[Dataset entries]
---------------

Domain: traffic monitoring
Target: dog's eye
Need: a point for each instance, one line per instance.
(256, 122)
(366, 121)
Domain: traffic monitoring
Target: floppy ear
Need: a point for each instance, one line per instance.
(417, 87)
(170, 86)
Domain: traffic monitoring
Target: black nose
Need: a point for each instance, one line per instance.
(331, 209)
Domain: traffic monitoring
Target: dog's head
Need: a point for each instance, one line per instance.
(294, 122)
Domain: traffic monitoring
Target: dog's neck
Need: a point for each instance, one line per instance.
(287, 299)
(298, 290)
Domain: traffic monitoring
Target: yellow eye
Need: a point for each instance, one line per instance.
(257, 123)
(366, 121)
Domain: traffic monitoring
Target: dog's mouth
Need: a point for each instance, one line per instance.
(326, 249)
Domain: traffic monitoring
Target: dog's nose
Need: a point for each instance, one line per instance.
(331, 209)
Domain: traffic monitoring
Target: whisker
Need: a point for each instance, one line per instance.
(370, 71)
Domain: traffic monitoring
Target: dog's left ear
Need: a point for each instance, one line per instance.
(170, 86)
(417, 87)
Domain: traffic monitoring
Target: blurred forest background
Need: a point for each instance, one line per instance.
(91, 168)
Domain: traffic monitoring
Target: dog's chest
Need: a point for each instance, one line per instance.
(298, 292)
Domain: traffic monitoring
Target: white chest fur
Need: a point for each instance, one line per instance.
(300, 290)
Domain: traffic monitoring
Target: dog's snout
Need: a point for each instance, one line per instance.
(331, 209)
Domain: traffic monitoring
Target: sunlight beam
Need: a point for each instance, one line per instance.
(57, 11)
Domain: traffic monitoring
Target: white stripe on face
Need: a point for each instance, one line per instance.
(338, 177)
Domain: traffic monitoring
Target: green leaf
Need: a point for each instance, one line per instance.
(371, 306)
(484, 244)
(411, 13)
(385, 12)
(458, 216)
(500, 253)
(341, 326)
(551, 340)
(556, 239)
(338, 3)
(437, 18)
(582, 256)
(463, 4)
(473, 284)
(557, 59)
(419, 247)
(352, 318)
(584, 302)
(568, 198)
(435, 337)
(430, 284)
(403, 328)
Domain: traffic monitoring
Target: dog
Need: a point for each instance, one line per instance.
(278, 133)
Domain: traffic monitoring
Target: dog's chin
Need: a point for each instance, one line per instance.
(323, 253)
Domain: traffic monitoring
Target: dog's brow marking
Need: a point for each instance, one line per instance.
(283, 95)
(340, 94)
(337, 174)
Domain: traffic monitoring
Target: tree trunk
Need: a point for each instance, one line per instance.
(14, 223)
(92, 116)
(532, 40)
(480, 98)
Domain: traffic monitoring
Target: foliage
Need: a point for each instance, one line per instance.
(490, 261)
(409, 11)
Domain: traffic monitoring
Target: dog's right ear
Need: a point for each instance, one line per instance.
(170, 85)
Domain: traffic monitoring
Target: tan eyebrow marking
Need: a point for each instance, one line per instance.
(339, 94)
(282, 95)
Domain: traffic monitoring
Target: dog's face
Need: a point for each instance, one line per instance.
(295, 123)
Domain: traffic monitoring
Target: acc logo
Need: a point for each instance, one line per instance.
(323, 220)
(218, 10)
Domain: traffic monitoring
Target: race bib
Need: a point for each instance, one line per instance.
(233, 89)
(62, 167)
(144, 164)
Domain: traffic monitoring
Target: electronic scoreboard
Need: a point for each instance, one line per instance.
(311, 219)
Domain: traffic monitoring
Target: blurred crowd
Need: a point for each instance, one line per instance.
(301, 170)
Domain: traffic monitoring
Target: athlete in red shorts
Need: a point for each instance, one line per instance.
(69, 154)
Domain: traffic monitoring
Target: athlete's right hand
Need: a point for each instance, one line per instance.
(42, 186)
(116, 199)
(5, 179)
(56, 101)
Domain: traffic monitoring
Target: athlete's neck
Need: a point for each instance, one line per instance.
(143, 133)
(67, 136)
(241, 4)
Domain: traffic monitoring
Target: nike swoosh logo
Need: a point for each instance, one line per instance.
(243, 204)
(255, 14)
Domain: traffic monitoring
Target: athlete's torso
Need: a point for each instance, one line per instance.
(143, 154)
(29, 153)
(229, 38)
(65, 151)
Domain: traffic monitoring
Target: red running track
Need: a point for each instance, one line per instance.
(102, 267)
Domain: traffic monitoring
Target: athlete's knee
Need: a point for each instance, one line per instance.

---------------

> [Problem statement]
Reproduce every record word for word.

> [Finished task]
Domain: traffic monitoring
Target: dog's eye
Need: a point for each instance, one line per instance.
(256, 122)
(366, 121)
Domain: traffic monitoring
Target: floppy ear
Need: a point for each instance, one line per instance.
(417, 87)
(170, 86)
Domain: traffic monitoring
Target: black nose
Need: a point for each instance, one line per instance.
(331, 209)
Domain: traffic monitoring
Target: dog's head
Need: a point for each instance, one line per instance.
(294, 122)
Domain: traffic monitoring
Target: dog's neck
Need: a point for each instance, one line per instance.
(287, 299)
(298, 290)
Domain: traffic monitoring
Target: yellow eye
Need: a point for each instance, one line per instance.
(257, 123)
(366, 121)
Domain: traffic monitoring
Target: dog's mouth
Need: a point for each instance, one line per instance.
(326, 249)
Domain: traffic monitoring
Target: dog's nose
Need: a point for each instance, one line per instance.
(331, 209)
Domain: traffic monitoring
Target: whisker
Need: a point for each instance, one line per instance.
(370, 71)
Domain: traffic monitoring
Target: dog's left ear
Need: a point for each instance, one line per instance.
(170, 86)
(417, 87)
Domain: traffic monitoring
Target: blurred forest background
Need: a point for each instance, one line per instance.
(91, 168)
Domain: traffic monitoring
Target: dog's chest
Need: a point for each instance, one line per instance.
(298, 292)
Domain: traffic monitoring
Target: white chest fur
Need: a point for each instance, one line per instance.
(300, 290)
Domain: traffic monitoring
Target: dog's snout
Need: a point for each instance, one line per instance.
(331, 209)
Domain: traffic monitoring
Target: sunlight beam
Need: a point for each instance, one line per instance.
(57, 11)
Domain: traffic monitoring
Target: white stripe on face
Need: a point for each instance, one line per instance.
(338, 177)
Domain: traffic monitoring
Target: green leaf
Need: a point for each instance, one line per instance.
(371, 306)
(484, 244)
(411, 13)
(385, 12)
(458, 216)
(500, 253)
(341, 326)
(551, 340)
(556, 239)
(338, 3)
(437, 18)
(582, 256)
(463, 4)
(473, 284)
(557, 59)
(419, 247)
(352, 318)
(584, 302)
(568, 198)
(435, 337)
(430, 284)
(403, 328)
Domain: traffic monitoring
Target: dog
Need: a point for each instance, one line per instance.
(278, 133)
Domain: traffic monitoring
Target: dog's chin
Need: a point for each instance, one line per instance.
(323, 253)
Domain: traffic monitoring
Target: dog's brow marking
Need: a point for each instance, one line per instance.
(283, 95)
(340, 94)
(337, 174)
Domain: traffic monitoring
Target: tree trunk
Need: a point for each instance, one line per instance.
(14, 223)
(92, 116)
(532, 40)
(480, 98)
Domain: traffic monitoring
Target: foliage
Need: a point for each instance, one line per instance.
(490, 261)
(409, 11)
Domain: traffic monitoring
Target: dog's right ear
Need: a point for each instance, one line per instance.
(170, 85)
Domain: traffic monitoring
Target: tan eyebrow marking
Need: a point for each instance, one line per instance.
(339, 94)
(282, 95)
Domain: traffic monitoring
Target: dog's face
Need: a point for each instance, one line per instance.
(295, 123)
Domain: traffic monitoring
Target: acc logo
Need: a point for each instance, one line per instance.
(323, 220)
(218, 10)
Domain: traffic monitoring
Target: race bib
Need: a point for each instance, one line per instance.
(233, 89)
(62, 167)
(144, 164)
Domain: traffic monitoring
Target: electronic scoreboard
Need: a point for each instance, one line per instance.
(311, 219)
Domain: traffic monitoring
Target: blurred crowd
Need: a point for each instance, one line per instance.
(301, 170)
Domain: traffic monitoring
Target: athlete in red shorts
Need: a point for each instance, one line per instance.
(69, 154)
Domain: traffic monitoring
Target: athlete's right hand
Need: a point for each instance, one line per instance.
(42, 186)
(116, 199)
(5, 179)
(56, 101)
Domain: traffic monitoring
Target: athlete's neck
Need: a point for each instance, one line per instance.
(143, 133)
(67, 136)
(241, 4)
Domain: traffic monitoring
Target: nike swoosh logo
Need: a point for each instance, one line per instance.
(243, 204)
(255, 14)
Domain: traffic monitoring
Target: athlete's torso
Need: a point for each instance, one line per instance.
(143, 154)
(29, 153)
(229, 38)
(65, 151)
Domain: traffic monitoring
Target: red running track
Need: a point for each instance, one line per instance.
(102, 267)
Domain: traffic monitoring
Target: athlete's knee
Need: a point for each instance, one line per instance.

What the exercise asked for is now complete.